Exercise aim —
Display every line of the data below that contains the word "dark", copying each such line in full. Count a line only when the word matches in case.

::::::

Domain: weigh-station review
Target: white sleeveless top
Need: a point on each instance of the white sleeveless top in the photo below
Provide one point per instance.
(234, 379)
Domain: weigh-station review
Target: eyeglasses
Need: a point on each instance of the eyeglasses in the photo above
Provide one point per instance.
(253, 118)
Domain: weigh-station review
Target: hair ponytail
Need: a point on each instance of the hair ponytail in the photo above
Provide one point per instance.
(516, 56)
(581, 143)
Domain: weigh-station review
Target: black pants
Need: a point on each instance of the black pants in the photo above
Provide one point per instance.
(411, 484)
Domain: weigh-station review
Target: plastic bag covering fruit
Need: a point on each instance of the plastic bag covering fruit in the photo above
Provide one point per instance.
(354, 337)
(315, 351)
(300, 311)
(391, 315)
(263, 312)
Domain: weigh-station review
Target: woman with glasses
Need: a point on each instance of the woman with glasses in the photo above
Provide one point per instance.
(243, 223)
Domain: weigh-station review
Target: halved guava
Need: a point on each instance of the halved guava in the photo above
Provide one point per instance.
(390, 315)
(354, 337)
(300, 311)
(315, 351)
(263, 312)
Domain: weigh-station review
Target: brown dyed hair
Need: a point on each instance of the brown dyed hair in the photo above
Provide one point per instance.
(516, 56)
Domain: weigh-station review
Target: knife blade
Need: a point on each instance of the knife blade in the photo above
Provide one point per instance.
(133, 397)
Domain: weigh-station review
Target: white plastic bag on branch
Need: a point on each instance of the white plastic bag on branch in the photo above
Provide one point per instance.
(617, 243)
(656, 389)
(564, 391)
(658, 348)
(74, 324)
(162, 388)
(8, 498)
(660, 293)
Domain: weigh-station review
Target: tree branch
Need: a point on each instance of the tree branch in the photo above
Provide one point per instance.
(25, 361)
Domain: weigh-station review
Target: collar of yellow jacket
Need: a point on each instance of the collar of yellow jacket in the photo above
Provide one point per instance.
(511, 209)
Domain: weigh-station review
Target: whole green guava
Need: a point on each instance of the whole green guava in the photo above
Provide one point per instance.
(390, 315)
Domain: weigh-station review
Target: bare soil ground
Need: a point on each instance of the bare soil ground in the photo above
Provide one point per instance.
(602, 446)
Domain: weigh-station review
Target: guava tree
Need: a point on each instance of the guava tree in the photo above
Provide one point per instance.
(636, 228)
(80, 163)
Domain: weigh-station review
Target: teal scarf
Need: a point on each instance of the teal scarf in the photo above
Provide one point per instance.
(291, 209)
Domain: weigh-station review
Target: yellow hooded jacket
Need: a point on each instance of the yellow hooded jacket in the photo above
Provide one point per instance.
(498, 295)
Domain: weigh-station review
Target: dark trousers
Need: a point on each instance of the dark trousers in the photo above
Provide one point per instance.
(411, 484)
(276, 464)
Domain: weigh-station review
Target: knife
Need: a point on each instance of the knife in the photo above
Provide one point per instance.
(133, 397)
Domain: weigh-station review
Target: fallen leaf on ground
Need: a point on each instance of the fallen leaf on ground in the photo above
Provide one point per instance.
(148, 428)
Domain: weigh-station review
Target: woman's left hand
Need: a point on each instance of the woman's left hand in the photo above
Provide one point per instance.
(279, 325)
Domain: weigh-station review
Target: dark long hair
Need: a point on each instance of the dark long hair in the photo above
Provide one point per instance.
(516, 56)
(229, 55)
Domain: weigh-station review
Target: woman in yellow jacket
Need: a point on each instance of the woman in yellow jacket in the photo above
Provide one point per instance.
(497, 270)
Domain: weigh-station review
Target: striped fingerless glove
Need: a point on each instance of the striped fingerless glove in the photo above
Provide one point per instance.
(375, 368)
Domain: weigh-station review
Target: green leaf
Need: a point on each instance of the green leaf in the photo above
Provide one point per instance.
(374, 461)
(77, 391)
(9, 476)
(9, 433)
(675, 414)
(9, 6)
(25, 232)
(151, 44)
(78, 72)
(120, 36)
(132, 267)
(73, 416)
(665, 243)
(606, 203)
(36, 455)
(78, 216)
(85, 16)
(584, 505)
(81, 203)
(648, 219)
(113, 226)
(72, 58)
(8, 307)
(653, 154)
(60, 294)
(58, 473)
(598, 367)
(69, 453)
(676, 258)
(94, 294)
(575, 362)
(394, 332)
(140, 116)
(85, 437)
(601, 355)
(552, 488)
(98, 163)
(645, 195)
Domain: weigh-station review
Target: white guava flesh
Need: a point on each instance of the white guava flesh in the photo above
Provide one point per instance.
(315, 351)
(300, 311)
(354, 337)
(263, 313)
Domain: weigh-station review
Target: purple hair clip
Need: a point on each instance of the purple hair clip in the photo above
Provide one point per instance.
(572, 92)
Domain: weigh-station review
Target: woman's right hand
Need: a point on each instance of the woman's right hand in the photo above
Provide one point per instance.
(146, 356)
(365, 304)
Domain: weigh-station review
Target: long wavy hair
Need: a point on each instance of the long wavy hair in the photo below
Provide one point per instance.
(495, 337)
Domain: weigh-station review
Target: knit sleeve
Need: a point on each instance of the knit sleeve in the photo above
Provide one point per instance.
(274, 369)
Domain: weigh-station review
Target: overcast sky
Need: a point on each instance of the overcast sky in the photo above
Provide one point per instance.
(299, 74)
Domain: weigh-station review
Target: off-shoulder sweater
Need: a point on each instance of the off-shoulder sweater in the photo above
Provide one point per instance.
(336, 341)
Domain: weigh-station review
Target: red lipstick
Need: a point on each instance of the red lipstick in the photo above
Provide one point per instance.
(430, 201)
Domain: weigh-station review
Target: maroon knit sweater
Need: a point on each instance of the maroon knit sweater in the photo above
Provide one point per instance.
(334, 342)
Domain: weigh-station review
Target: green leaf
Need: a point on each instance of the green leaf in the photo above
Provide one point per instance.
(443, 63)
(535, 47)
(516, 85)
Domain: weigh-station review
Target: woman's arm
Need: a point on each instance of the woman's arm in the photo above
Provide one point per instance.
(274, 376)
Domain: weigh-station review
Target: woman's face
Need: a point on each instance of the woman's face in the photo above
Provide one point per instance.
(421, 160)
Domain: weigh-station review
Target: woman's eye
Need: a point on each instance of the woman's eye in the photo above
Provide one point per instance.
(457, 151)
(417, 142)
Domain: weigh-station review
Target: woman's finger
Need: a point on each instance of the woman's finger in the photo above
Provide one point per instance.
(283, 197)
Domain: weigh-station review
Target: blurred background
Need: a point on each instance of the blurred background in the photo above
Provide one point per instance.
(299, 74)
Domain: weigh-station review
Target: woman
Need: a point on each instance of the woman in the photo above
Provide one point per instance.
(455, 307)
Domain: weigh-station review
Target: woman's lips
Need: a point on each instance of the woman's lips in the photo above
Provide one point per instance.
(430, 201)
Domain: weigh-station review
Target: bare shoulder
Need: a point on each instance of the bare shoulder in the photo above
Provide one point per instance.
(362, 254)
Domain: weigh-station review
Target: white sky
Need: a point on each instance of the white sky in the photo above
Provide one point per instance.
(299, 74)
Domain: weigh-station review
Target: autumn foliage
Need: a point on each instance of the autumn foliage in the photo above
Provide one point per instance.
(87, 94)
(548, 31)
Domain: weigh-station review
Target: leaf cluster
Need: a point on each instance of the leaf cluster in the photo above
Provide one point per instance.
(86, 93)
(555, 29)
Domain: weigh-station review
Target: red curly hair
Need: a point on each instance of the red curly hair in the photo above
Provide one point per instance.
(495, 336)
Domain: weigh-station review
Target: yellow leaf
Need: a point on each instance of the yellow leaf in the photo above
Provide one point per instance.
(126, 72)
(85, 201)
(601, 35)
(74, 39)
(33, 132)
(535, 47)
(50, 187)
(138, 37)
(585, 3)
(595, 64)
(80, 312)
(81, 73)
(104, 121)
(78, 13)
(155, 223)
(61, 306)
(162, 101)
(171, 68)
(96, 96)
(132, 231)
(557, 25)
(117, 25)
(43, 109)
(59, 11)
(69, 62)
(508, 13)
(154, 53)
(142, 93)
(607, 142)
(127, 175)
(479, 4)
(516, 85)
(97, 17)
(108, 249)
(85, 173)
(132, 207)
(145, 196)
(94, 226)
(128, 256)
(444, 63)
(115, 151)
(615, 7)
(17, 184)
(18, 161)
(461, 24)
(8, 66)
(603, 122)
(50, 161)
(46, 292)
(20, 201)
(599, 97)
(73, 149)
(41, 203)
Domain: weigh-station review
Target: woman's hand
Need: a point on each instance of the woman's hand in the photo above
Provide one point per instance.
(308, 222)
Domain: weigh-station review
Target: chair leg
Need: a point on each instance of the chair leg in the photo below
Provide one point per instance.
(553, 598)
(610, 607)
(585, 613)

::::::

Reply —
Target: dark trousers
Need: a point on each instance of the dark trousers in the photo above
Target: dark long hair
Need: a point on each instance of the dark long hair in the photo above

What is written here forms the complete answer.